DOCUMENT EXTRACT:
Keywords: metabolic-associated fatty liver disease, MAFLD, mitophagy, exosomes, microRNA-27a, miR27a, PINK1, PTEN-induced putative protein kinase 1, hepatic stellate cell, HSC

Graphical abstract

Lipotoxic hepatocytes derive rich exosomal miR-27a and transmit to the recipient hepatic stellate cells. Lipotoxic exosomal miR-27a played a pivotal role on inhibiting mitophagy and aggravating MAFLD-related liver fibrosis by negatively regulating PINK1. Serum exosomal miR-27a represents a good predictor for MAFLD-related liver fibrosis.

Introduction

Metabolic-associated fatty liver disease (MAFLD) has become the most common liver disease throughout the world. Advanced liver fibrosis (ALF) (fibrotic stage S ≥ 3) was identified as the major prognostic factor for MAFLD, and the fibrosis stage was independently associated with long-term overall mortality.¹^,²

Selective mitochondrial autophagy (mitophagy) is an important cell defense mechanism.³ Mitophagy failure has been suggested to occur in steatotic or fibrotic livers.⁴^,⁵ Loss of phosphatase and tensin homolog (PTEN)-induced expression of putative protein kinase 1 (PINK1), the key regulator of the mitophagy pathway, might accelerate liver fibrosis.⁶

Exosomes are nanovesicles that epigenetically reprogram and alter the phenotype of their recipient cells.⁷ The majority of extracellular microRNAs (miRNAs) are secreted via exosomes.⁷ Hepatocytes (HCs) injured by lipotoxic fatty acids were found to produce exosomes enriched in miR-17 and miR-92 clusters, which were taken up by hepatic stellate cells (HSCs), ultimately leading to fibrogenic activation.⁸

However, the molecular mechanisms by which exosomal miRNAs are derived from HCs and transmitted to govern mitophagy in HSCs remain poorly understood.

THINGS TO DO:
1. Answer these from the MAFLD excerpt:
(a) What was identified as the major prognostic factor for MAFLD?
(b) What protein does the excerpt call the key regulator of the mitophagy pathway?
(c) Which miRNA clusters were enriched in exosomes from hepatocytes injured by lipotoxic fatty acids?
2. Continue the MAFLD excerpt from its last sentence.

[Point-per-instance localization data]
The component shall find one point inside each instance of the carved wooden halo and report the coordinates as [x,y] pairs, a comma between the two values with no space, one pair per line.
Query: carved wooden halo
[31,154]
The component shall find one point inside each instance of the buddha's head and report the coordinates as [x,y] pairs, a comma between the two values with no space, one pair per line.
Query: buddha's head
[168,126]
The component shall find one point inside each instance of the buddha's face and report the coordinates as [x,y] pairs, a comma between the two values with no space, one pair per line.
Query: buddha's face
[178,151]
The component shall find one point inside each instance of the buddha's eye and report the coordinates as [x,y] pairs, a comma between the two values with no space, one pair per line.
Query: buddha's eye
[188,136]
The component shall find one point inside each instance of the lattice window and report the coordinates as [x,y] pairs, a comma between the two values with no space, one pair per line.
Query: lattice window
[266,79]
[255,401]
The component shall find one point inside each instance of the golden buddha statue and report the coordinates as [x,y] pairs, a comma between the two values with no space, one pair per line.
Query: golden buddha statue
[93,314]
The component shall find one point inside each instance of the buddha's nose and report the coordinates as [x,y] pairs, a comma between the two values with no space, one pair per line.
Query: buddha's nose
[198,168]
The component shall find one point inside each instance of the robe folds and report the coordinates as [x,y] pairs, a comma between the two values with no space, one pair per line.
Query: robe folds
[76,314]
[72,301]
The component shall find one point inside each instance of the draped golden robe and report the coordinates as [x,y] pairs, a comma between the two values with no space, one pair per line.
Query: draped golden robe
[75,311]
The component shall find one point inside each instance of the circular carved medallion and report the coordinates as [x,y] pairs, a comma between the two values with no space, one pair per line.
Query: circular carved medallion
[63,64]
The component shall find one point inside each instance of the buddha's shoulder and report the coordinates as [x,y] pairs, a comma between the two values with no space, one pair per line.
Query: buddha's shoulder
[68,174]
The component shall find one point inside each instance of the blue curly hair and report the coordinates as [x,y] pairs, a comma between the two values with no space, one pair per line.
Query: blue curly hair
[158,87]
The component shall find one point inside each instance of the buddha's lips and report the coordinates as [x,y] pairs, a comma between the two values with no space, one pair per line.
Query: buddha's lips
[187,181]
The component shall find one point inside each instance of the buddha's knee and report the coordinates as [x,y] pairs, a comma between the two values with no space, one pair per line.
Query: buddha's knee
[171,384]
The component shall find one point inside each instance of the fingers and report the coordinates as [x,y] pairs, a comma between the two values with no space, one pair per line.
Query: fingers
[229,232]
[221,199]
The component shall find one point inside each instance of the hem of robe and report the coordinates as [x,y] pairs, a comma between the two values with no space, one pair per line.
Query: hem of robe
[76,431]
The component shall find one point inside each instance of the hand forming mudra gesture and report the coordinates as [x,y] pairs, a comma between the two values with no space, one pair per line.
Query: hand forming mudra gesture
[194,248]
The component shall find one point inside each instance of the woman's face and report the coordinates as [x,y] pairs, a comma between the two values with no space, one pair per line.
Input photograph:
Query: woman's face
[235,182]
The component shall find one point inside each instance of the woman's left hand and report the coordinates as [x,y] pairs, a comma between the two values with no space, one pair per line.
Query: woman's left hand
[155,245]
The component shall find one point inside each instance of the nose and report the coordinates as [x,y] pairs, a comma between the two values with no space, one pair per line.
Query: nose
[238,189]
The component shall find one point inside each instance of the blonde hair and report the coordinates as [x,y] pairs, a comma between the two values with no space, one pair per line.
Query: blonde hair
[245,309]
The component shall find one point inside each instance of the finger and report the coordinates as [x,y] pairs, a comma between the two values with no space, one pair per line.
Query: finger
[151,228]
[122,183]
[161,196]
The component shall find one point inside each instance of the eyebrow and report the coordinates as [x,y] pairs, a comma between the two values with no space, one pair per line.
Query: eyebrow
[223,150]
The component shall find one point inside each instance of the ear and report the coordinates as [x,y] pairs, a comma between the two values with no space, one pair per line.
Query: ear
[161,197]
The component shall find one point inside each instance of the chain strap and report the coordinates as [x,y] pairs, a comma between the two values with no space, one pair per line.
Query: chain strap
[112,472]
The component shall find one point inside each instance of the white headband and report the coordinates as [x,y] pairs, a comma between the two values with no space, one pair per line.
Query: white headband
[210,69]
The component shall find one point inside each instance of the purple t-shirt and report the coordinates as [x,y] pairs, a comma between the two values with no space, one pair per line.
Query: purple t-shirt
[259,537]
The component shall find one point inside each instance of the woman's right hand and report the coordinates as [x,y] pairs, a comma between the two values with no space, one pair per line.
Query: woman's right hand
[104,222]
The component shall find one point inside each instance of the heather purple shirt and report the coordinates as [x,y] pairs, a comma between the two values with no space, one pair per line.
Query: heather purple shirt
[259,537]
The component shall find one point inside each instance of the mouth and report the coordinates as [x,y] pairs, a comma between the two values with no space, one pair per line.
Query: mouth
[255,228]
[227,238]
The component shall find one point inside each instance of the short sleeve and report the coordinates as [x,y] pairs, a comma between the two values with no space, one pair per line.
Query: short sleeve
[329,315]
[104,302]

YOUR WRITTEN ANSWERS:
1.
(a) Advanced liver fibrosis (fibrotic stage S ≥ 3).
(b) PINK1, the phosphatase and tensin homolog (PTEN)-induced putative protein kinase 1.
(c) The miR-17 and miR-92 clusters.

2.
Results

Lipotoxic fatty acids increase the release of exosomal miR27a from HCs and then affect recipient-activated HSCs

First, the exosomes isolated in our study were characterized. The exosomes derived from primary HCs (PHCs) exhibited a round morphology with a size of 50–200 nm (Figure S1A). PHC exosomes contained CD63 and TSG101 proteins (exosomal markers) but did not contain GAPDH (cellular marker) (Figure S1B). LO2 cells released the highest number of exosomes (Figure S1C). Based on this, LO2 exosomes were used for in vitro and in vivo transplantation studies. Interestingly, lipotoxic palmitic acid (PA) increased not only the size but also the number of PHC exosomes in a dose-dependent manner (Figure S1D). These findings indicate that HCs release additional exosomes into the environment after lipotoxic injury.

Second, we explored the majority of extracellular miRNAs secreted via exosomes from lipotoxic HCs. MAFLD and chronic hepatitis B patients in the ALF group had significantly higher serum miR27a levels than the moderate liver fibrosis (MLF) group; however, there was no difference in the livers of these two groups in the trend analysis of the miRNA microarray results (Figures 1A and S2). Serum miR27a levels could effectively distinguish ALF in MAFLD patients (area under the receiver operating characteristic [AUROC] = 0.730, Figure 1B). Therefore, we focused on miR27a for further study.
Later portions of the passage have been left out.